#### [Exercise aim]
Write every line out verbatim and omit the pictures.

#### [Record set]
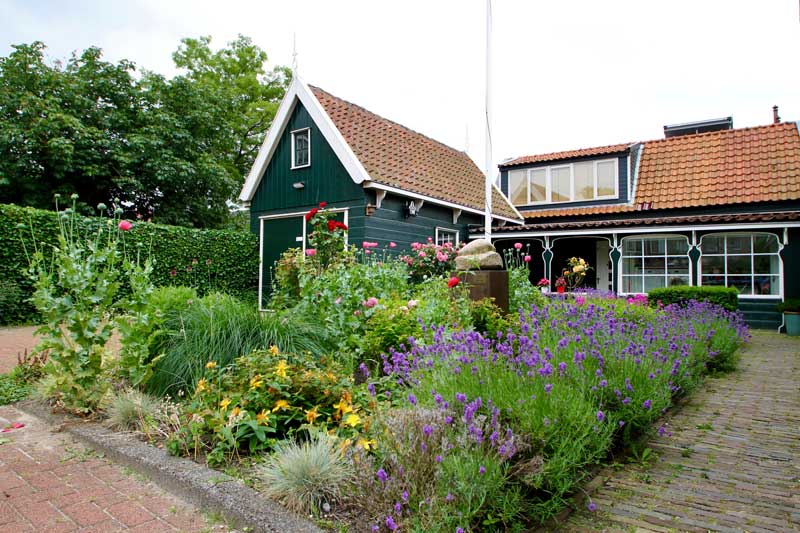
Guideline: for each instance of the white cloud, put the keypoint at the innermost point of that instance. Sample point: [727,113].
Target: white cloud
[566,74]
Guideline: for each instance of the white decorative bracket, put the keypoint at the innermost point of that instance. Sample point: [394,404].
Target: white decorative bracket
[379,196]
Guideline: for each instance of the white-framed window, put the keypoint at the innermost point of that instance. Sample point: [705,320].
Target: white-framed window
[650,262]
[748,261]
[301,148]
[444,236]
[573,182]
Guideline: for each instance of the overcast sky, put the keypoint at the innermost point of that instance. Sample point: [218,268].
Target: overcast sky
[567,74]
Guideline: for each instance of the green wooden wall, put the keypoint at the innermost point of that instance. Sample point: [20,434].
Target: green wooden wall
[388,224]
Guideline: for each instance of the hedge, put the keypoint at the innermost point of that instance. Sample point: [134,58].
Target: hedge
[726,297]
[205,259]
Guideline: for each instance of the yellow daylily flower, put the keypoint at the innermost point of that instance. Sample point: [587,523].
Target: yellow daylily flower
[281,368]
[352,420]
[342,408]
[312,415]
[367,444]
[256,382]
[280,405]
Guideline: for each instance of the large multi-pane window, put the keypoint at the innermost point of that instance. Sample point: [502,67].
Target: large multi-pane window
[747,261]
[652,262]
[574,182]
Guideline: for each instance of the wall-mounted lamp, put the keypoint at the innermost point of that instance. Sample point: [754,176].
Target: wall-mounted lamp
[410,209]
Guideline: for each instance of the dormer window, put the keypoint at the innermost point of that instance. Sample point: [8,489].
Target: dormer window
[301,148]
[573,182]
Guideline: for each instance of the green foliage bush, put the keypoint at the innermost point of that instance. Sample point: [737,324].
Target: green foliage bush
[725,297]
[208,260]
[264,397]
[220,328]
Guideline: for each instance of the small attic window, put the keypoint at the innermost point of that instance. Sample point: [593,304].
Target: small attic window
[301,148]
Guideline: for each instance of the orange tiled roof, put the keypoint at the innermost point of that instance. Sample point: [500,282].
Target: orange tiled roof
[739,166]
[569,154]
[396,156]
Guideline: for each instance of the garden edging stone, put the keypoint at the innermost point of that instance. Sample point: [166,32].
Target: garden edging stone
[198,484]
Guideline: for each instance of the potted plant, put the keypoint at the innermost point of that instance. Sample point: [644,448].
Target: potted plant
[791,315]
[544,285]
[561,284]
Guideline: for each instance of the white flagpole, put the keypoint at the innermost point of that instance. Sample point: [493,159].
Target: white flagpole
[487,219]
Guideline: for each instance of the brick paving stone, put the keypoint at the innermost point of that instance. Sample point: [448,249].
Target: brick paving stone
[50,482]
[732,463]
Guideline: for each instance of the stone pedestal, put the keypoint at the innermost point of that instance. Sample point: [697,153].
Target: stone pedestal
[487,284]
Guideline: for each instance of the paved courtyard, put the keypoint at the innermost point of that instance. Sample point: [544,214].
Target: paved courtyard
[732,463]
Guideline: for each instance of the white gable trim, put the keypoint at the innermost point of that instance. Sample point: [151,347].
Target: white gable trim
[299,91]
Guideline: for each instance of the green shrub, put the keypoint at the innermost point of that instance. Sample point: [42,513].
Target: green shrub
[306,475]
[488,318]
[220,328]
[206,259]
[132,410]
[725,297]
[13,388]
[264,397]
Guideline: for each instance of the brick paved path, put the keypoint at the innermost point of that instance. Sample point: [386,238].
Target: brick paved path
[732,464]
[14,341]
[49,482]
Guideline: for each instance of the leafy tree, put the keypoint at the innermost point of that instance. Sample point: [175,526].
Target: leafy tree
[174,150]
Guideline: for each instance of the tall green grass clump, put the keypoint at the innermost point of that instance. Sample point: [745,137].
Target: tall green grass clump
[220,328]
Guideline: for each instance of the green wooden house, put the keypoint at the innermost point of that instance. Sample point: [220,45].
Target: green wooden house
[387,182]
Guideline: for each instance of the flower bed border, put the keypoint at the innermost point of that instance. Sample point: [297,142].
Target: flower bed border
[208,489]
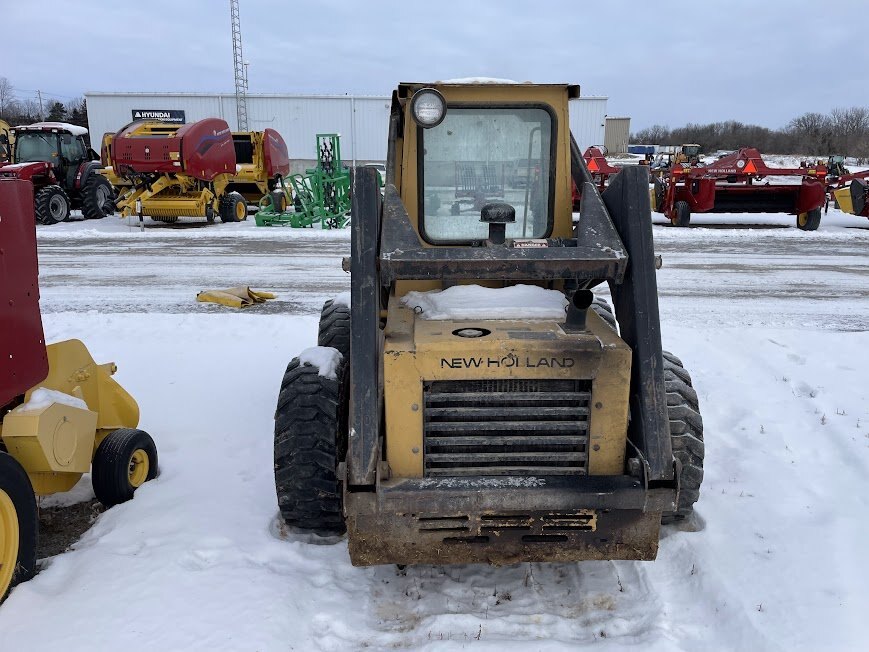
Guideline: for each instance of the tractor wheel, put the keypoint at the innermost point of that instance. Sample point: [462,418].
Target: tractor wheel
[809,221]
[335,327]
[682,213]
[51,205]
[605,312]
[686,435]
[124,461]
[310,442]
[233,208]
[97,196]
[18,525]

#### [Exercise solution]
Guideline: for each instance of the white cloud, put the keypoint at the innermost point of that instance. Sample point: [727,113].
Target: white cloud
[566,74]
Guideline: for each instance of the white decorative bracket, put the keypoint at the innermost point of that instance. Sample point: [394,404].
Target: white decorative bracket
[379,196]
Guideline: for each instance of the white-framed window, put the keypoint at the innermost point of that instance. Sample point: [705,320].
Target: white-framed window
[650,262]
[748,261]
[301,148]
[444,236]
[573,182]
Guideline: for each instance of the overcast sky, put the keypoint at the innermost point of that instance. Sample point: [218,268].
Target: overcast sky
[567,74]
Guideline: for each instance of the green wooden wall, put the keypoint at the innermost point of that instance. Sample point: [20,434].
Target: green wooden wall
[388,224]
Guideline: for each instance of the hedge, put the keypoint at the innermost point of that instance. Sample point: [134,58].
Target: hedge
[726,297]
[205,259]
Guideline: for each instance of the yellow daylily flower, put the keypoint at the innermost point of that instance. Sample point: [587,523].
Target: yellow daylily flower
[281,368]
[352,420]
[342,408]
[312,415]
[367,444]
[256,382]
[280,405]
Guideline: for each instance of the large multi-pane window, put the keypoint at the innermost point of that instance. Sample point: [502,67].
Target: large multi-pane window
[747,261]
[652,262]
[574,182]
Guideline: for each instance of the wall-mounted lamp, put the keypoint at the innermost point of that instance. Sample point: [754,176].
Target: wall-mounted lamp
[410,209]
Guideline: for each instance of the dormer window, put the keypoint at the innermost point of that instance. Sample point: [8,489].
Target: dormer window
[301,148]
[573,182]
Guideline: for each instance of the green foliage bush, put the keypoint at the innermost point of that instance. Sample point: [737,324].
Target: green foliage bush
[725,297]
[208,260]
[264,397]
[220,328]
Guideline: for each instance of the small attic window, put the keypoint at the innermost point of that instance. Sample point: [593,304].
Target: small attic window
[301,148]
Guideline: for each instance of the orange tiled roof, put the keypoint at the innermost point of that instance. Sample point: [500,282].
Target: orange tiled roof
[739,166]
[569,154]
[396,156]
Guideline: for each instance of the garden edging stone, put the keypoint at the innermost point of that instance. Sample point: [166,32].
Target: garden edging stone
[198,484]
Guideline: for each instance of the potted plant, put the keypoint at the innermost point of that instance. Sample point: [644,448].
Target: potted plant
[791,315]
[544,285]
[561,284]
Guideline: for each instance of the white flagpole, put the keypoint at the innermost point of that instance. Sample point: [493,159].
Target: white flagpole
[487,219]
Guideline: for each instance of the brick paving stone, put the keypoint at the innermost point of that instance. Sample point: [448,249].
Target: brick paving stone
[50,482]
[732,463]
Guideline: for each instance of the stone pedestal, put the keypoint at the innermost point of that instance. Sample point: [697,153].
Target: stone pedestal
[487,284]
Guideline: for each instance of the paved courtyard, put the keypoint at the innermost point of that instance. Sample point: [544,214].
Target: paved courtyard
[732,463]
Guideline: for each instance of the white gable trim, put the keypoint at the innermost point of that instance. Sample point: [151,347].
Target: white gable trim
[299,91]
Guideline: for each instance of the green shrub, put the keypoint at the innermost point of that instance. Sample point: [42,513].
Target: green shrub
[306,475]
[488,318]
[220,328]
[206,259]
[132,410]
[725,297]
[13,388]
[264,397]
Guideline: for each instance of the brick paved path, put the keypoint at the innermost point of that instance. Sample point: [386,238].
Target: brick paved path
[732,464]
[14,341]
[49,482]
Guideline: for each instance of the leafy tree, put the keypoint at the innermost point of that instance. Sample point: [175,526].
Target: leafy tree
[174,150]
Guideline: for each instance of the tall green grass clump, put the keypoint at the innermost point of that instance. Sample point: [745,137].
Target: tall green grass clump
[220,328]
Guideline: for each instance of the green wooden house, put the keypoint at the innermost point of that instance. Sample point: [220,45].
Target: green wooden house
[387,182]
Guideline: for each instance of the flower bed border, put the keypoint at the innermost point of that instance. Sample point: [297,142].
Target: flower bed border
[208,489]
Guideline: for each instance of the tractor wheel, put the keypoint at the innermost point of that instance. Sample point: [462,418].
Target: tractor wheel
[809,221]
[335,327]
[682,213]
[51,205]
[605,312]
[686,435]
[124,461]
[310,442]
[233,208]
[97,196]
[18,525]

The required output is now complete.